• Activity: Count the lines in the entries below that contain the string "image". Reply with the number alone.

Stored items from a collection:
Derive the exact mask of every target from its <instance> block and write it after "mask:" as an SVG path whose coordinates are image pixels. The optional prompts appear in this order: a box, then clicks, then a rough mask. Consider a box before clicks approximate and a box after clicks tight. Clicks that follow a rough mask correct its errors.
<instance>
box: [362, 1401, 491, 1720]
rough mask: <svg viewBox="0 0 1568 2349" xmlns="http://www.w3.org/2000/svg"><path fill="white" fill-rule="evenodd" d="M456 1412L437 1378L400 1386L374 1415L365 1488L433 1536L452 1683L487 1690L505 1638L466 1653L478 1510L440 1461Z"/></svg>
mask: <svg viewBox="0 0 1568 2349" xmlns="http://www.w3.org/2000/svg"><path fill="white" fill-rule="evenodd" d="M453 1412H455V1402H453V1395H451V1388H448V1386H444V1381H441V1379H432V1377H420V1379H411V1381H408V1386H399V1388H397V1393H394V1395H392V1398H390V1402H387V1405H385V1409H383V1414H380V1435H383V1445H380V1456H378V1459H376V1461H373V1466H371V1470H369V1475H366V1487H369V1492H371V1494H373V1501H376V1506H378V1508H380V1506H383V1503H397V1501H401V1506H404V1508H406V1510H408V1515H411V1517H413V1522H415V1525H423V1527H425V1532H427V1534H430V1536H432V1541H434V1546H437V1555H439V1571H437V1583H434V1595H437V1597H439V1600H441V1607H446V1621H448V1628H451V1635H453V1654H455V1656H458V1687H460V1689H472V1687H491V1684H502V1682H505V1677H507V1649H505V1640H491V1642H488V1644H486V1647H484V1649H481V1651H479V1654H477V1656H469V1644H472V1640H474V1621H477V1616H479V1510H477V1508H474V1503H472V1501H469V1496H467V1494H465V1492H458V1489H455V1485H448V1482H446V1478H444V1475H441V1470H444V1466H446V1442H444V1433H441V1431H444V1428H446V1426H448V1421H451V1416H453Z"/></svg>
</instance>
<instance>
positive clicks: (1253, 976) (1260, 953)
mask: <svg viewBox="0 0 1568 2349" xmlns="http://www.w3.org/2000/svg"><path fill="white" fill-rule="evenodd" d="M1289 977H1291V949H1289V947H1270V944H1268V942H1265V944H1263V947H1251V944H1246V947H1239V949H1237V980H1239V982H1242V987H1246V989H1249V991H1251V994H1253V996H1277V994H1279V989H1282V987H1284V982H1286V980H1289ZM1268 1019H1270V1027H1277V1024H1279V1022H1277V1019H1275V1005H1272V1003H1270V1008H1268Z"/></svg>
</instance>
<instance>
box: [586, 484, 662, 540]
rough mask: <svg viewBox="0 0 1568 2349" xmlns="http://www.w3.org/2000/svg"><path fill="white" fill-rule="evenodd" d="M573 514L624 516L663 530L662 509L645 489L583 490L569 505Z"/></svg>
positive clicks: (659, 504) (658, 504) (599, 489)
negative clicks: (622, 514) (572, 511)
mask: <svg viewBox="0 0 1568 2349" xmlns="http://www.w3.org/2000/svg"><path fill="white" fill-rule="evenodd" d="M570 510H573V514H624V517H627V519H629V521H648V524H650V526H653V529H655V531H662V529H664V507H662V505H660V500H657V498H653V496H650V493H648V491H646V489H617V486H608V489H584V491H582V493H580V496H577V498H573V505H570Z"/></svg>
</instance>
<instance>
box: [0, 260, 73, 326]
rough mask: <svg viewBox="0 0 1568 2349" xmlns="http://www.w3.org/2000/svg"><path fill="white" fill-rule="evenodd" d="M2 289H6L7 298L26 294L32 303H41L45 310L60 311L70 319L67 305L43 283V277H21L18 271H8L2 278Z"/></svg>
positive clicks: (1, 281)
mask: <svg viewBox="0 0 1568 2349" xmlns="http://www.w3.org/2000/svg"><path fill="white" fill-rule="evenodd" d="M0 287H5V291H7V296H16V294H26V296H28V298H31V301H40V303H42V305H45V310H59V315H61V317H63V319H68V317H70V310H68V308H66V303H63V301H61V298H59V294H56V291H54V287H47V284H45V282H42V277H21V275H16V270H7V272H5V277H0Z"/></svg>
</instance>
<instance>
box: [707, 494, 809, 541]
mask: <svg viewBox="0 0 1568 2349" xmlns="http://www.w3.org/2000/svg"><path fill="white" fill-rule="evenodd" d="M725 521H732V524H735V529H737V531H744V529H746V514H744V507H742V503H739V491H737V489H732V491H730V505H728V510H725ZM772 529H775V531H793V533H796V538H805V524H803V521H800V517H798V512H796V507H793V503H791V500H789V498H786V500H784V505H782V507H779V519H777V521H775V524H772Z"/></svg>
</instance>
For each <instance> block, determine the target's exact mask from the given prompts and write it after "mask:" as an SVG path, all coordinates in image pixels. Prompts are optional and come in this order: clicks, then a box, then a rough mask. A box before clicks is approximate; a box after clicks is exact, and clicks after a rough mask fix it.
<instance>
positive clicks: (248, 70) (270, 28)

• Response to the exercise: 2